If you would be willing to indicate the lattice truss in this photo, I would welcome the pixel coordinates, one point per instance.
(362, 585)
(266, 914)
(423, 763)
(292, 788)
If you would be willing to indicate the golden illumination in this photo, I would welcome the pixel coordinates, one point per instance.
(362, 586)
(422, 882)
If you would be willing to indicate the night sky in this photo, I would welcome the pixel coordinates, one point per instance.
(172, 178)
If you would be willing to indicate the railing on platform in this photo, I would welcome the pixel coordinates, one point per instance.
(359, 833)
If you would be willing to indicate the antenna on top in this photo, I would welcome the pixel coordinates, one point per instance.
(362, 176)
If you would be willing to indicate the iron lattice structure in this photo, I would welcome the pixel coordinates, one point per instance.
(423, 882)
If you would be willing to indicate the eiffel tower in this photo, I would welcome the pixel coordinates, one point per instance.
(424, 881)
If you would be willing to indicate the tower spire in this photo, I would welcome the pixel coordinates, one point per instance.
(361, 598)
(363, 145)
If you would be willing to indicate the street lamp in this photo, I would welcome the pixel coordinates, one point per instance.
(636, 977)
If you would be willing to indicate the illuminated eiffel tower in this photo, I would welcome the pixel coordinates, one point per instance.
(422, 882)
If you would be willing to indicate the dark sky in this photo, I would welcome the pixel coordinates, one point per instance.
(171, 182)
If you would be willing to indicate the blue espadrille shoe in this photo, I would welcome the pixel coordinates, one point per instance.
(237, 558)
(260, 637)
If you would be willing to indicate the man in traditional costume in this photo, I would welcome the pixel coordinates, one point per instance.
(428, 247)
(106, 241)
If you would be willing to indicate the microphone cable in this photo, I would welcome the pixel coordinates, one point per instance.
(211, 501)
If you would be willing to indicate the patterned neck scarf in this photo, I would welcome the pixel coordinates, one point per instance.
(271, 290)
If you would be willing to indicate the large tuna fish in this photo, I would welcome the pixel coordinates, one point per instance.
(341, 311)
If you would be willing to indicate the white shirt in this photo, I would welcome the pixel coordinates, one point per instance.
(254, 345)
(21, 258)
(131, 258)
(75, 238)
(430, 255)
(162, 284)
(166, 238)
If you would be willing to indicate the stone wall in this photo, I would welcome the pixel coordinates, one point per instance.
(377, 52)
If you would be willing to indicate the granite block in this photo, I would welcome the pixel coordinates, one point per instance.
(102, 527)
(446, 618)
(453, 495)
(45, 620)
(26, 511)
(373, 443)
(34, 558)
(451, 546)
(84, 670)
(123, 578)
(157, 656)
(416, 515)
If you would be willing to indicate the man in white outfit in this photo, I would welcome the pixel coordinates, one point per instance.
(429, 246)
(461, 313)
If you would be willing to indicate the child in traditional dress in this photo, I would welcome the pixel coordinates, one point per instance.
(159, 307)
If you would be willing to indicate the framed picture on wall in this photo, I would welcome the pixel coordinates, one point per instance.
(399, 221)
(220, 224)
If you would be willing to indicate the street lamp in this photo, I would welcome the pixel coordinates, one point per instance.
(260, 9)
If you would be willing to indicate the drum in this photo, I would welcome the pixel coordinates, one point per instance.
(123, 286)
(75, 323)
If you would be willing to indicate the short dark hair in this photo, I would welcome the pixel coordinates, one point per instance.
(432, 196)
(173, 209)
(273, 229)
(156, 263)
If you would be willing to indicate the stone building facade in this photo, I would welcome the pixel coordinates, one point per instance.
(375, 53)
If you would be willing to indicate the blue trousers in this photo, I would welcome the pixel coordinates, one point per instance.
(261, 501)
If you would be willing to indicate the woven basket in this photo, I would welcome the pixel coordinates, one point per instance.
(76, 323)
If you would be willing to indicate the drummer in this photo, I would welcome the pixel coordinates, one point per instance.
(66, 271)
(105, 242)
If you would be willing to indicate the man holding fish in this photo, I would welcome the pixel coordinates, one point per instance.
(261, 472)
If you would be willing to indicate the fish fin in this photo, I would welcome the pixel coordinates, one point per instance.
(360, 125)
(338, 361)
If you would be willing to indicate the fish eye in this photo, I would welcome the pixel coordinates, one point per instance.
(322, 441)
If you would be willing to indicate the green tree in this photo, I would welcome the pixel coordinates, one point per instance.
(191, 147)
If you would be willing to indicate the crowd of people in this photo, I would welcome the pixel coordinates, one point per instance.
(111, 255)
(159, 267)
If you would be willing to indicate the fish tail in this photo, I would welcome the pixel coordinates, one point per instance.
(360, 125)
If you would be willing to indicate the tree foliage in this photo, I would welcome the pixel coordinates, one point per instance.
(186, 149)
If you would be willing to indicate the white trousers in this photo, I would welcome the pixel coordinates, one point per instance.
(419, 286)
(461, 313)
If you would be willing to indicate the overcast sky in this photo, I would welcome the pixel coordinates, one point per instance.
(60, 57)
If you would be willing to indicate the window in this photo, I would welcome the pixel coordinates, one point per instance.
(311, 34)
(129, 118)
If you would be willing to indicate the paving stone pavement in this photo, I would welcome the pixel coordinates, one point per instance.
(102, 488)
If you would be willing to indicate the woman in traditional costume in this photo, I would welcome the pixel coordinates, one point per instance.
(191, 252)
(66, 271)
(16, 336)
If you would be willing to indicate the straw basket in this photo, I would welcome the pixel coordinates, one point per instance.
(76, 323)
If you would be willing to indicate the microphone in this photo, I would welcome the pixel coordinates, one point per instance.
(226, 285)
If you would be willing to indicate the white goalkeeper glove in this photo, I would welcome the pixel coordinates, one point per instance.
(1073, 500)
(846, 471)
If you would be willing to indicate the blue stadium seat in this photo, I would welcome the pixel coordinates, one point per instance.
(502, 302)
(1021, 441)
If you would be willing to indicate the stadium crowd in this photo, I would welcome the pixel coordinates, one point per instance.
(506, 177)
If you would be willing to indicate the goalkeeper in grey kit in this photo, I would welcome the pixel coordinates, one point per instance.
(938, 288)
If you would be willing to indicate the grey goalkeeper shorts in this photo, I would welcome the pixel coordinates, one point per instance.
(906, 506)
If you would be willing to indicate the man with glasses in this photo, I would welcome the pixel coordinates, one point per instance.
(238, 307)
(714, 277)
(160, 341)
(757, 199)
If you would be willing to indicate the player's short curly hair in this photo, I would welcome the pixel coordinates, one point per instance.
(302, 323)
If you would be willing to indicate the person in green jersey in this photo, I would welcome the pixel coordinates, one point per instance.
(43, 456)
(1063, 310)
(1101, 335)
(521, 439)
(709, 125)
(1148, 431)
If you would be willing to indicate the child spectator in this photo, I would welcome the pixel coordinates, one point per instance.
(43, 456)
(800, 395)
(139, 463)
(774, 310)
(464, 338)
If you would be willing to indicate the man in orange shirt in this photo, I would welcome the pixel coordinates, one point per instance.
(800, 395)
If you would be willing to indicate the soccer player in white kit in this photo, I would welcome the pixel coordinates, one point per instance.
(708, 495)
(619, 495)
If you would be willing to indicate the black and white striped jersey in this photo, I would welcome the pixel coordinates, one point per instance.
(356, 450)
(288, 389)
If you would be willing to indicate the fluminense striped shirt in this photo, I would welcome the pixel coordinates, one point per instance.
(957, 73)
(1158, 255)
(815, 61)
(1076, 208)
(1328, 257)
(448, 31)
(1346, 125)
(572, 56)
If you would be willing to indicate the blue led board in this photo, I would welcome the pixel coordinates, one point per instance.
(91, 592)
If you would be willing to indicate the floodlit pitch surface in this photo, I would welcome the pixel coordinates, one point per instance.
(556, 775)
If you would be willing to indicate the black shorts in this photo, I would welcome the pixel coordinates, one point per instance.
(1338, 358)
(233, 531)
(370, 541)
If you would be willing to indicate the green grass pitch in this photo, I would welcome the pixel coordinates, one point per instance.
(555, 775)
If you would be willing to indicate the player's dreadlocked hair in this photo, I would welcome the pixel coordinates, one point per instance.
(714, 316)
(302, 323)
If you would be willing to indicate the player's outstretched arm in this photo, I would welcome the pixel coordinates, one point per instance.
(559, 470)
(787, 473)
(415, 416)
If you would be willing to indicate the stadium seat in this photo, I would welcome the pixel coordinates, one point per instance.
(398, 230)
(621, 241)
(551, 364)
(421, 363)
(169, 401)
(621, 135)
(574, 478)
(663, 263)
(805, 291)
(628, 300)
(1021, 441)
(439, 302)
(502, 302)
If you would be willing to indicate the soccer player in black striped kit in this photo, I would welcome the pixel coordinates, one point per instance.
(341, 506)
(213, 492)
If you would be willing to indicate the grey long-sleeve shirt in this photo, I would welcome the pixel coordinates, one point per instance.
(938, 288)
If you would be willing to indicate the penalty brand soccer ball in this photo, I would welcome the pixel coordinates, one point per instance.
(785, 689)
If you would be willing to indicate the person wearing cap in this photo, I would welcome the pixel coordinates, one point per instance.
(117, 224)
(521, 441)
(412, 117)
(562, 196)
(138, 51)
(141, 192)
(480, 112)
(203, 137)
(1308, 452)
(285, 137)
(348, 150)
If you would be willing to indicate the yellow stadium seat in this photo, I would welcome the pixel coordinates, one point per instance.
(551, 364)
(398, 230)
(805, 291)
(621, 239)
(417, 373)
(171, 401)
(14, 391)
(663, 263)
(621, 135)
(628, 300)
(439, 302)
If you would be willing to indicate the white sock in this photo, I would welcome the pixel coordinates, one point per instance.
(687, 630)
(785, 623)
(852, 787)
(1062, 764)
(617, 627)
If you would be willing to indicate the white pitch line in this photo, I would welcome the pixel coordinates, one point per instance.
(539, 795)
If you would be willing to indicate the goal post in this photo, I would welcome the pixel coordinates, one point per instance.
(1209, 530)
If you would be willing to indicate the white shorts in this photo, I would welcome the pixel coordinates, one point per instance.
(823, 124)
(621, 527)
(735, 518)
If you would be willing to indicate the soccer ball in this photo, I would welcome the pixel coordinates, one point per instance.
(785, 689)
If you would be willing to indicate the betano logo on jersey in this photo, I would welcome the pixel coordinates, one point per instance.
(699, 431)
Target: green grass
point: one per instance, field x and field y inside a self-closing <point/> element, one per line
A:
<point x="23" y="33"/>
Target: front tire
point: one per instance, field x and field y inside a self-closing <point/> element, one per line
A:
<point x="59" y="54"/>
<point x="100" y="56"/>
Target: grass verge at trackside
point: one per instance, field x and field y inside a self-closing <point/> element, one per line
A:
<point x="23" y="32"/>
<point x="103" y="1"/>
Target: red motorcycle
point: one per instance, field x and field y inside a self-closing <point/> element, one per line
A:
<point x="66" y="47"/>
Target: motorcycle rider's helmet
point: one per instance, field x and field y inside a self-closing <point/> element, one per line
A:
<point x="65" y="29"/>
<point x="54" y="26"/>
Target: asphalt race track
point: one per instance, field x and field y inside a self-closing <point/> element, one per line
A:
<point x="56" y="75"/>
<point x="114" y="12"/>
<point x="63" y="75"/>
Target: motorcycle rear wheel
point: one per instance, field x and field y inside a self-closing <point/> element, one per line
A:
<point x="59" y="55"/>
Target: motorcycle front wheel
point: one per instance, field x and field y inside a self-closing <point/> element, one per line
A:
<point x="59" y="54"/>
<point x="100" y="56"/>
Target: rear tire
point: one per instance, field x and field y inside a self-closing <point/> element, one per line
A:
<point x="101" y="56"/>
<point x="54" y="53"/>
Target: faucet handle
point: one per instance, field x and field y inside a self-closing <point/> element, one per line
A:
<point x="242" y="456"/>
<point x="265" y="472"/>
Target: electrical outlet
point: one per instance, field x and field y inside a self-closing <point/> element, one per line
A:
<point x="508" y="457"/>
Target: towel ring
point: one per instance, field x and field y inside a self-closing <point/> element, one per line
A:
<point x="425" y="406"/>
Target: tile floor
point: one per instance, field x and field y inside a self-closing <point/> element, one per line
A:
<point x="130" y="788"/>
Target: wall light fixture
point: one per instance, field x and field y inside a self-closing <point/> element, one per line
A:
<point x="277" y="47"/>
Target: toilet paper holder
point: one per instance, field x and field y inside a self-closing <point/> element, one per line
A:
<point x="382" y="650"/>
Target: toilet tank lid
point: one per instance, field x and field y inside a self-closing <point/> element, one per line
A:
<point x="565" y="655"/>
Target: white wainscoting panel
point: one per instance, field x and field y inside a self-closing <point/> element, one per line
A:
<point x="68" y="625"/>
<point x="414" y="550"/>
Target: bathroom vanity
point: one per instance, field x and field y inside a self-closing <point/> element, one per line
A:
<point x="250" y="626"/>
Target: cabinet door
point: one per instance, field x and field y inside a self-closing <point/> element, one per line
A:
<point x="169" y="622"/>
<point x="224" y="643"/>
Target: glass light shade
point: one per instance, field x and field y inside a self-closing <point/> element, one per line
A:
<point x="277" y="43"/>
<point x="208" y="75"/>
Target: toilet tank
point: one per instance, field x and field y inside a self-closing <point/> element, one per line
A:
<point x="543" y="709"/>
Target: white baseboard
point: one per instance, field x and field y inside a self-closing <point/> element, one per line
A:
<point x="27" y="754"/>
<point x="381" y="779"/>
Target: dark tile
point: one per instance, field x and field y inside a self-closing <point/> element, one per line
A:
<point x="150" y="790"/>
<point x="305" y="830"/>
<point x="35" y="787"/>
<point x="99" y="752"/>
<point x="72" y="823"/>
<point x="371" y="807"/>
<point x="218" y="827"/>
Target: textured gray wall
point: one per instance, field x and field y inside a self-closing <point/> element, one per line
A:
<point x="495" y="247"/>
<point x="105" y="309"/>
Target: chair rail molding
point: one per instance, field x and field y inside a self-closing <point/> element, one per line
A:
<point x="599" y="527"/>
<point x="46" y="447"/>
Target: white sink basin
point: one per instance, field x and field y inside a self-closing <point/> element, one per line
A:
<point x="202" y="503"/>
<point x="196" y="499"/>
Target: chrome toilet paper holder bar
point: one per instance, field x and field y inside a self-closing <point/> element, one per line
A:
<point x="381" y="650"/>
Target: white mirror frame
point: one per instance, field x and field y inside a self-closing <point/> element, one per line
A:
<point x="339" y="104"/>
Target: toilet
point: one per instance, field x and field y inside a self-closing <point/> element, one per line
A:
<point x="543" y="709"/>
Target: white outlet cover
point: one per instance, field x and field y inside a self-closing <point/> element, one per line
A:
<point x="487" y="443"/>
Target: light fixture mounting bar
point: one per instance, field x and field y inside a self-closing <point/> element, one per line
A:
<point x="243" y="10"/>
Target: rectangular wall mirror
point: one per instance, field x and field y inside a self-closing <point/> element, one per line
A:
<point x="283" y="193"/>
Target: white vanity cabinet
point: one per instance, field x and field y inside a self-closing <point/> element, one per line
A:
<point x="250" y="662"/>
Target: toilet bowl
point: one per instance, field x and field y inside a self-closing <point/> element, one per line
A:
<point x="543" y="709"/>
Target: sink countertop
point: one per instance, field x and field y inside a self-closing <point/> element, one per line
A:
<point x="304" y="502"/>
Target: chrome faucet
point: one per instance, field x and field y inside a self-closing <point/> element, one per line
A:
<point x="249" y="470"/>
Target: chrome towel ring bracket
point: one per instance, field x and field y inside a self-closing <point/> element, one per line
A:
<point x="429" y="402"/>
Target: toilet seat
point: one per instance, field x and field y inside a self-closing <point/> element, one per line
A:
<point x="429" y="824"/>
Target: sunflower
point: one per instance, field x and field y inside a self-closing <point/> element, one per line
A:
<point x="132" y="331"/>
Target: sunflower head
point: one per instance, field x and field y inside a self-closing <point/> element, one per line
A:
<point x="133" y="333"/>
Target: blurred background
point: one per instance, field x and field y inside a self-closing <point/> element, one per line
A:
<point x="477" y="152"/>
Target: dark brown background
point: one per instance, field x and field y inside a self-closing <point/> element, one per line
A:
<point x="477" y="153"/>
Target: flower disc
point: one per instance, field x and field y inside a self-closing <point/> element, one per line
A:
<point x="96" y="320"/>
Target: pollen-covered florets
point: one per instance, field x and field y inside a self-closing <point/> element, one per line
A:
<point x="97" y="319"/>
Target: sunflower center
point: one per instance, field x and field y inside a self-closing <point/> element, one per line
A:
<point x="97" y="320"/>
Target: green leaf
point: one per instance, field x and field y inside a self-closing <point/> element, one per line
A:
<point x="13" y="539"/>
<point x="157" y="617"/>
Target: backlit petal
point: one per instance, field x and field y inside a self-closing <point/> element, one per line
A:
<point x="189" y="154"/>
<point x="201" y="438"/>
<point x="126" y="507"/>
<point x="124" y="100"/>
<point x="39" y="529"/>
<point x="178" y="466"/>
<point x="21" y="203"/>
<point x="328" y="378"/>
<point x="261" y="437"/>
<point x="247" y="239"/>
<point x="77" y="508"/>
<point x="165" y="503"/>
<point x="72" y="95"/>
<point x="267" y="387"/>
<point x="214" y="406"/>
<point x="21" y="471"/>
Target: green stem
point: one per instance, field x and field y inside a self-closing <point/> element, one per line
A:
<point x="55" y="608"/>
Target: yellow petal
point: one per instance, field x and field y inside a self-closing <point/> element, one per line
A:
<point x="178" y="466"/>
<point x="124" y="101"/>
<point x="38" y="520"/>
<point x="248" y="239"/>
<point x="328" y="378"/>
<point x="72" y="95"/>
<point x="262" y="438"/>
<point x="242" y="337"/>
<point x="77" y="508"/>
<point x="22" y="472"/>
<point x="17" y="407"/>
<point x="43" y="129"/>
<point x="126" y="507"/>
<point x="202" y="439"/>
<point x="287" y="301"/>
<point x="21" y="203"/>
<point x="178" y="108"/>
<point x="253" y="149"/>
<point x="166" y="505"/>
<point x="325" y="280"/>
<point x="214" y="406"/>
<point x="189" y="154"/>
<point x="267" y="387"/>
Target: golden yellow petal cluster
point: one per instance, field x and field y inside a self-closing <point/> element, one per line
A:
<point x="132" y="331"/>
# # # #
**Problem to solve**.
The answer must be every line from the records above that contains the word "tank", copied in full.

**Response below**.
Target: toilet tank lid
Target: toilet tank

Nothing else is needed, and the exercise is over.